--- RECORDED INFORMATION ---
=-=-=-=-=

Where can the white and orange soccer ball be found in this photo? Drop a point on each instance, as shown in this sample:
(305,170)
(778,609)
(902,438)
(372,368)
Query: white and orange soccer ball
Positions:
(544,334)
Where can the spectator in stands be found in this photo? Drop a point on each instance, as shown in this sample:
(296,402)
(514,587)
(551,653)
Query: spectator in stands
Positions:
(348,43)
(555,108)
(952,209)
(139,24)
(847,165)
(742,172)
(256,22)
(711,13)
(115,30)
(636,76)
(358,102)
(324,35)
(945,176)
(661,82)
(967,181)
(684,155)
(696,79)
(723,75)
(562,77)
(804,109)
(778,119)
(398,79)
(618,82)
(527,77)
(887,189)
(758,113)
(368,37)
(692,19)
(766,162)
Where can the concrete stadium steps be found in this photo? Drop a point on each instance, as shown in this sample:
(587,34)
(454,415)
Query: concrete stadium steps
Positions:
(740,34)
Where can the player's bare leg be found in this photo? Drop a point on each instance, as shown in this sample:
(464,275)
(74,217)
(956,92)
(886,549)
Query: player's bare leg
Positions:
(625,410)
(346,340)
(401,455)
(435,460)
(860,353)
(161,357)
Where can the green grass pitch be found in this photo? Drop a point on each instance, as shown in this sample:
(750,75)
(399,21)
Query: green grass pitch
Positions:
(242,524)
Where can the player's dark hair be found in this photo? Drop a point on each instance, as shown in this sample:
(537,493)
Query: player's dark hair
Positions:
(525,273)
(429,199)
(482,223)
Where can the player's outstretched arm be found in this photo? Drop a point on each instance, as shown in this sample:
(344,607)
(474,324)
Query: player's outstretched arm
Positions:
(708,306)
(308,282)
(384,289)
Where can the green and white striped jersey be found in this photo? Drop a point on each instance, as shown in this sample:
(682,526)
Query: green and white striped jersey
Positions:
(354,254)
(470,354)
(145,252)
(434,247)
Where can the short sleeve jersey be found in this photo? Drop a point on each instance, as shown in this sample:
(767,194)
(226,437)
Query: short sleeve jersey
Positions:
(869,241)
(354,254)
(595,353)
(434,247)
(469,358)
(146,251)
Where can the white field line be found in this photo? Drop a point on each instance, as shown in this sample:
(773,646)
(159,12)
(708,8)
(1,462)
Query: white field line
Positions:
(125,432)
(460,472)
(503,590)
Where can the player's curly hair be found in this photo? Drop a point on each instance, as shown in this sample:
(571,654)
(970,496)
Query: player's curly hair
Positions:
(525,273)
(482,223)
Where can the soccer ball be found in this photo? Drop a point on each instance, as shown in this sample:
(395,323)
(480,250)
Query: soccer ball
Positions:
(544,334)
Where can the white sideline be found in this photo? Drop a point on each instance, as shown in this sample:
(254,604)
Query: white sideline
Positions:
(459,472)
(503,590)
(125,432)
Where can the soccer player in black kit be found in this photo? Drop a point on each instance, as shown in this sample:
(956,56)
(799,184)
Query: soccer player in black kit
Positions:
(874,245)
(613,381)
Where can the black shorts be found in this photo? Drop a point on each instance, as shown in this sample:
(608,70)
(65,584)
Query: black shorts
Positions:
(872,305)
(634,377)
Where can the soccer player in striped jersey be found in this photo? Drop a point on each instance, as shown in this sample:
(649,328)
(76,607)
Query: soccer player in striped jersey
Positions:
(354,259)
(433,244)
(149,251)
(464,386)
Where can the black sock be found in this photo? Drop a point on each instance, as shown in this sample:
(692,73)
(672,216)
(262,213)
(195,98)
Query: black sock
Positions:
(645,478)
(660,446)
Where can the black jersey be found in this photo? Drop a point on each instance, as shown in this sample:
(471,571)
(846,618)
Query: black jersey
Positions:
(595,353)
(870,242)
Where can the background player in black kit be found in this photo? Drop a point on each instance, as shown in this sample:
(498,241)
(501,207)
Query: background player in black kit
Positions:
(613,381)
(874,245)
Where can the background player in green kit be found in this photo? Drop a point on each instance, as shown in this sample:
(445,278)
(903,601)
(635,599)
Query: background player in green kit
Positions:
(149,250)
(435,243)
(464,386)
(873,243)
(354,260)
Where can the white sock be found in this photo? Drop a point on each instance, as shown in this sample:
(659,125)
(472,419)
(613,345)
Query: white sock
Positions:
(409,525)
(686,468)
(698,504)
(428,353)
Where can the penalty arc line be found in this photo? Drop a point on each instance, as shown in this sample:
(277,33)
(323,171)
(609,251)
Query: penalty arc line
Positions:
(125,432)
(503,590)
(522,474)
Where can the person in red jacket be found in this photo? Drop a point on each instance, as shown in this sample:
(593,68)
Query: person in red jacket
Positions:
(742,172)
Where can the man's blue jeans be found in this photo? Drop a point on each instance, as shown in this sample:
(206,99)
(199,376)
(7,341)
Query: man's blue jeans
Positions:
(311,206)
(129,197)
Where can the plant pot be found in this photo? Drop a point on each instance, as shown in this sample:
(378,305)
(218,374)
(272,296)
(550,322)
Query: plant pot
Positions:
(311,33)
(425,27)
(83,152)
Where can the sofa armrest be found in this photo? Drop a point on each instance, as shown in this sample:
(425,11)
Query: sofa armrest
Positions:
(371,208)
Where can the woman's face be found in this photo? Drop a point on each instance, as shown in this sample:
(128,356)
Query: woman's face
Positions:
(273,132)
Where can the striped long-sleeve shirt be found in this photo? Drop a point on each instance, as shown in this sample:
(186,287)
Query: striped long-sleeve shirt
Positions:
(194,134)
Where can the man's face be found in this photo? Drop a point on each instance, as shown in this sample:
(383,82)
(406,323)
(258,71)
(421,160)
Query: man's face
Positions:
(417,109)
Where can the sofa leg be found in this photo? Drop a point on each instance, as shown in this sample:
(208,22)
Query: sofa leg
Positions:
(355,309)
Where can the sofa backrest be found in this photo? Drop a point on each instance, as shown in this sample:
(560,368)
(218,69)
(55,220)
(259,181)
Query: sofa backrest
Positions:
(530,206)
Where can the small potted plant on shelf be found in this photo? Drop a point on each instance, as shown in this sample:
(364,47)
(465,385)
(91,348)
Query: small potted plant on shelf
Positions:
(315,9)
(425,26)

=-=-=-=-=

--- TASK DESCRIPTION ---
Starting with the line that contains "Where can the striped" and going on through the end of the rows, write every line out again, requests included, and shift each number in the answer coordinates by -148 while leaving the sample coordinates unchanged.

--- RESPONSE TO THE TASK ---
Where can the striped long-sleeve shirt be found in this photo? Drop a point on each instance, as shown in this sample:
(186,287)
Query: striped long-sleeve shirt
Positions:
(46,-14)
Where can the man's face be found in this photo? Drop a point on each instance, as shown in this sample:
(383,82)
(406,323)
(258,71)
(421,160)
Query: man's face
Positions:
(269,-39)
Where can the sofa leg be found in this photo? Drop a point on each instance, as shown in this sample:
(208,22)
Query: sofa leg
Positions:
(207,161)
Where can the sofa backrest be found in this photo? Drop a point on each instance, as shown in this sample:
(560,368)
(218,69)
(55,220)
(259,181)
Query: sofa backrest
Positions:
(382,58)
Where can the small potted plant on shelf be found in this photo? Drop a point on each instance, as shown in this sample:
(364,47)
(465,385)
(91,348)
Query: small potted plant on shelf
Positions:
(167,-139)
(277,-122)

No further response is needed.